▸ WORK TASK
The expected output is every line below, reproduced exactly.

▸ EXTRACTED DATA
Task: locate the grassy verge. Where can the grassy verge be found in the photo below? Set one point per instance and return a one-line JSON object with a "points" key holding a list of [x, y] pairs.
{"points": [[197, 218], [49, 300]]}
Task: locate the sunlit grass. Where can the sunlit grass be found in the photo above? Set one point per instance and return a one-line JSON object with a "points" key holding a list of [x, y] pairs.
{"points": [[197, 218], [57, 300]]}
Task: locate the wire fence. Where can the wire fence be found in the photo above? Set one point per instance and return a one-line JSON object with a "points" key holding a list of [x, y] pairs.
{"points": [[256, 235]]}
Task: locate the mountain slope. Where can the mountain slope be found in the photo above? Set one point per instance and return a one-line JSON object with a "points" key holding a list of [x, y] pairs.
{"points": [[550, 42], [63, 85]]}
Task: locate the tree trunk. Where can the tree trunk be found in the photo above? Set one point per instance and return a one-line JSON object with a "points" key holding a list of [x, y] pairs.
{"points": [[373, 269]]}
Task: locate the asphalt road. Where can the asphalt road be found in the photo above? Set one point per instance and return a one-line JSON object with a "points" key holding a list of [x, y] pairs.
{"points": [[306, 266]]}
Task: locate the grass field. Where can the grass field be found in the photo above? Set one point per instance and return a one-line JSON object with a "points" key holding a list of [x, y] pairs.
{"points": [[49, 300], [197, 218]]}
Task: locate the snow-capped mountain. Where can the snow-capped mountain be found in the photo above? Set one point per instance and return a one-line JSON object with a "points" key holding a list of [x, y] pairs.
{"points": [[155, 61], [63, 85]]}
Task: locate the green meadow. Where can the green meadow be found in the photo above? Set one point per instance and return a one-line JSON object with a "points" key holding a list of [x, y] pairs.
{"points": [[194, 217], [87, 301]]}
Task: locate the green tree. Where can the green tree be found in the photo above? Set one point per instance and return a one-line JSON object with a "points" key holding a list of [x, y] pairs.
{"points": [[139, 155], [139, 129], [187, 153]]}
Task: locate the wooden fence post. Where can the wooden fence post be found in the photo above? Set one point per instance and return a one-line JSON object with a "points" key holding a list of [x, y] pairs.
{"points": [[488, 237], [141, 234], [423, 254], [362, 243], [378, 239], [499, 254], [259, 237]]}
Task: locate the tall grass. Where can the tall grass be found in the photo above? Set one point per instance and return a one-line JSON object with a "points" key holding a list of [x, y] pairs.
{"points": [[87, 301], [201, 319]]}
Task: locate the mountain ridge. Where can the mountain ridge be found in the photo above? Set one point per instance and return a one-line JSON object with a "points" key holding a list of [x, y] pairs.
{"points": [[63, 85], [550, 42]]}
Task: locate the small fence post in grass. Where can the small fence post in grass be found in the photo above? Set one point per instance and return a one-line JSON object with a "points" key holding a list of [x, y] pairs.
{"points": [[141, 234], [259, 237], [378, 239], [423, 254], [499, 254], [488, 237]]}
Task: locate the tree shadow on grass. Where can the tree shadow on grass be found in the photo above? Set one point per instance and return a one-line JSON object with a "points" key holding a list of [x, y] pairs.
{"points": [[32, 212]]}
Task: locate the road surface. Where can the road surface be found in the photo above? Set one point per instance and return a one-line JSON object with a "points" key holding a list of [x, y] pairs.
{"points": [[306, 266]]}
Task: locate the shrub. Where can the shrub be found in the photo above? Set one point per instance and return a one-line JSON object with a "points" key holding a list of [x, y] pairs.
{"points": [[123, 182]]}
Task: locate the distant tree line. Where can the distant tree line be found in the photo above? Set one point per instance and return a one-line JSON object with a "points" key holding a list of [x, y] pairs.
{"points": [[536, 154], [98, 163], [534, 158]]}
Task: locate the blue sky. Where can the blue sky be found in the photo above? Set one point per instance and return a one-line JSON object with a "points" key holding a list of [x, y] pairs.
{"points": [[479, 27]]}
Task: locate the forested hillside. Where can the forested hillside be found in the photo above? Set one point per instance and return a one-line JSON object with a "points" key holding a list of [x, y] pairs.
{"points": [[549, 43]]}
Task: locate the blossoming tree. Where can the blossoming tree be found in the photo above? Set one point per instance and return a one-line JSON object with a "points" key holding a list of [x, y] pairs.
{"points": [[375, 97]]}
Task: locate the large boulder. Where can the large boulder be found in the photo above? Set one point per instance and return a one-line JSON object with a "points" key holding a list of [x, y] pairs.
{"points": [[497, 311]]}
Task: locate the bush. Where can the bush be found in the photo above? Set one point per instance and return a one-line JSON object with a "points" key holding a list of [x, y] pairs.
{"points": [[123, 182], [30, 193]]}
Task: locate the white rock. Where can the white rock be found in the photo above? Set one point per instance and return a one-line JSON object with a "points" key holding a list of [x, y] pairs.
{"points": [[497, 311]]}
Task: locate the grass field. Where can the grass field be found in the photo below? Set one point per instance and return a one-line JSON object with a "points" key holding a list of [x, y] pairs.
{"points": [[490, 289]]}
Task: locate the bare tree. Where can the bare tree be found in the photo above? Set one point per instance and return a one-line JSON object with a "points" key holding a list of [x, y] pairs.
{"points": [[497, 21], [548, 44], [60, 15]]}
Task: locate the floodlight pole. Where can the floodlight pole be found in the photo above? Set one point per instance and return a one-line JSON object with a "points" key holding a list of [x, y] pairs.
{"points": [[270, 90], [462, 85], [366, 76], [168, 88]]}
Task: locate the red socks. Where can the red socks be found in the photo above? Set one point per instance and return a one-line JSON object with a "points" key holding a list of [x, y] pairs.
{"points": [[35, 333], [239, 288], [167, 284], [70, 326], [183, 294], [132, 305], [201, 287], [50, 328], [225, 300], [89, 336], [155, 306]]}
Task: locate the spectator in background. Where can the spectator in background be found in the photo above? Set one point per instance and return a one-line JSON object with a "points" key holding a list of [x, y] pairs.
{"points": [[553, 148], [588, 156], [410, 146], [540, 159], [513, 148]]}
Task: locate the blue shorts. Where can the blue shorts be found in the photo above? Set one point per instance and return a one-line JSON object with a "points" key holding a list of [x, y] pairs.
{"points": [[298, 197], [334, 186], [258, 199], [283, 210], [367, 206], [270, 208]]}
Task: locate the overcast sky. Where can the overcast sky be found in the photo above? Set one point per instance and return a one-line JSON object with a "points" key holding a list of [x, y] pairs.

▸ TASK ANSWER
Task: locate the grassy verge. Where can the grassy verge be found in the photo below? Set one point per instance and return a one-line JSON object with a "points" key holding a list of [x, y] pairs.
{"points": [[197, 218], [49, 300]]}
Task: locate the sunlit grass. Where can the sunlit grass be found in the photo above? Set one point per instance and return a one-line JSON object with a "points" key holding a list of [x, y] pairs.
{"points": [[197, 218], [57, 300]]}
Task: locate the wire fence. Where can the wire fence be found in the photo above? Set one point per instance and return a one-line JSON object with a "points" key holding a list of [x, y] pairs.
{"points": [[256, 235]]}
Task: locate the mountain slope. Where can the mountain slope be found in the photo above? Set one point per instance and return a one-line JSON object with a "points" key holding a list of [x, y] pairs.
{"points": [[550, 42], [63, 85]]}
Task: locate the tree trunk. Where can the tree trunk be found in the photo above? Set one point per instance and return a one-line JSON object with a "points" key holding a list of [x, y] pairs.
{"points": [[373, 269]]}
Task: locate the asphalt road. Where can the asphalt road be found in the photo above? Set one point per instance and return a one-line JSON object with a "points" key holding a list of [x, y] pairs.
{"points": [[306, 266]]}
Task: locate the grass field. Where can the grass field be found in the photo above? Set one point per instance and return a one-line JSON object with a "points" key holding a list of [x, y] pairs.
{"points": [[49, 300], [197, 218]]}
Task: locate the snow-capped mountain. Where can the snow-capped mountain be found in the photo above? Set one point per instance and return a one-line JSON object with a "points" key holding a list of [x, y] pairs.
{"points": [[155, 61], [63, 85]]}
Task: locate the green meadow. Where can the green meadow be found in the photo above? Set one point per instance and return a one-line JSON object with a "points" key holding a list of [x, y] pairs.
{"points": [[194, 217], [87, 301]]}
Task: locate the green tree. Where can the green tree be found in the photo above? Set one point per instance and return a one-line JSON object with a "points" key holding a list of [x, y] pairs.
{"points": [[139, 155], [139, 129], [187, 153]]}
Task: locate the wooden fence post. Where can the wooden fence post be found in the photo above? Set one point per instance and return a one-line JSON object with a "points" key holding a list of [x, y] pairs.
{"points": [[488, 237], [141, 234], [423, 254], [362, 243], [378, 239], [499, 254], [259, 237]]}
Task: locate the tall grass. Where can the tall grass be found in the photo above? Set one point per instance and return a one-line JSON object with a "points" key holding a list of [x, y] pairs.
{"points": [[87, 301], [201, 319]]}
Task: locate the mountain ridge. Where can the mountain ridge be found in the photo above? Set one point per instance and return a one-line JSON object with a "points" key holding a list of [x, y] pairs.
{"points": [[63, 85], [550, 42]]}
Task: locate the small fence post in grass. Where can the small fence post in grass be found in the photo above? Set one point per instance and return a one-line JSON object with a "points" key holding a list of [x, y] pairs.
{"points": [[141, 234], [259, 237], [378, 239], [423, 254], [499, 254], [488, 237]]}
Task: locate the tree shadow on grass. Where can the tree shadow on grass be found in the photo above? Set one point per instance and return a one-line JSON object with a "points" key holding a list of [x, y] pairs.
{"points": [[32, 212]]}
Task: locate the road surface. Where can the road surface be found in the photo above? Set one point per instance and return a one-line JSON object with a "points" key holding a list of [x, y] pairs.
{"points": [[306, 266]]}
Task: locate the shrub. Where can the shrub be found in the photo above? Set one point per instance and return a one-line JSON object with a "points" key holding a list of [x, y] pairs.
{"points": [[123, 182]]}
Task: locate the distant tree line. Where can the distant tree line be found in the photo above? Set one point per instance and return a one-line JSON object with a "points" key holding a list of [x, y] pairs.
{"points": [[536, 154], [98, 163], [534, 158]]}
Task: locate the blue sky. Where can the blue sky be found in the photo above? Set one point per instance and return a one-line JSON object with a "points" key holding a list of [x, y] pairs.
{"points": [[479, 27]]}
Task: locate the forested hillside. Where can the forested hillside be found in the photo above? Set one point per instance and return a one-line JSON object with a "points" key holding a list of [x, y] pairs.
{"points": [[549, 43]]}
Task: locate the blossoming tree. Where can the blossoming tree be found in the photo above? Set one point per instance and return a one-line JSON object with a "points" key holding a list of [x, y] pairs.
{"points": [[375, 97]]}
Task: locate the large boulder. Where can the large boulder be found in the photo above? Set one point per instance and return a one-line JSON object with a "points" key holding a list of [x, y] pairs.
{"points": [[497, 311]]}
Task: locate the bush. Where can the bush be found in the photo above? Set one point per instance and return a one-line JSON object with a "points" key holding a list of [x, y] pairs.
{"points": [[123, 182], [30, 193]]}
Task: locate the white rock. Where can the white rock be found in the photo above? Set one point per instance and return a one-line JSON object with a "points" key holding a list of [x, y] pairs.
{"points": [[497, 311]]}
Task: locate the grass field. Where can the grass field be found in the photo below? Set one point per instance and return a one-line JSON object with a "points" key holding a list of [x, y] pairs.
{"points": [[490, 289]]}
Task: locate the bare tree. Where can the bare tree be found in the photo above? Set one point per instance and return a one-line JSON object with a "points" key holding a list of [x, y] pairs.
{"points": [[497, 21], [548, 44], [60, 15]]}
Task: locate the floodlight pole. Where can the floodlight pole be found in the photo above? Set one point per instance and return a one-line JSON object with a "points" key holding a list of [x, y] pairs.
{"points": [[270, 90], [462, 85], [366, 76], [168, 88]]}
Task: locate the red socks. Where can the red socks be found in the photo above? Set one point per instance and return a one-line JSON object with a "points" key holding a list of [x, y] pairs.
{"points": [[35, 333], [239, 288], [167, 284], [70, 326], [183, 294], [132, 305], [201, 287], [50, 328], [225, 300], [89, 336], [155, 306]]}
Task: locate the spectator in background. Where can the spectator in background be found in the photo above? Set one point per instance and return a one-line JSON object with a "points" key holding a list of [x, y] pairs.
{"points": [[553, 148], [588, 156], [410, 146], [540, 159], [513, 148]]}
Task: locate the blue shorts. Where can the blue shorts be found in the photo above? Set one point per instance and return a one-line JSON object with a "points" key holding a list of [x, y] pairs.
{"points": [[298, 197], [334, 186], [258, 199], [283, 210], [367, 206], [270, 208]]}
Task: locate the overcast sky. Where can the overcast sky be found in the photo above? Set one point per instance and return a one-line JSON object with a "points" key holding a list of [x, y] pairs.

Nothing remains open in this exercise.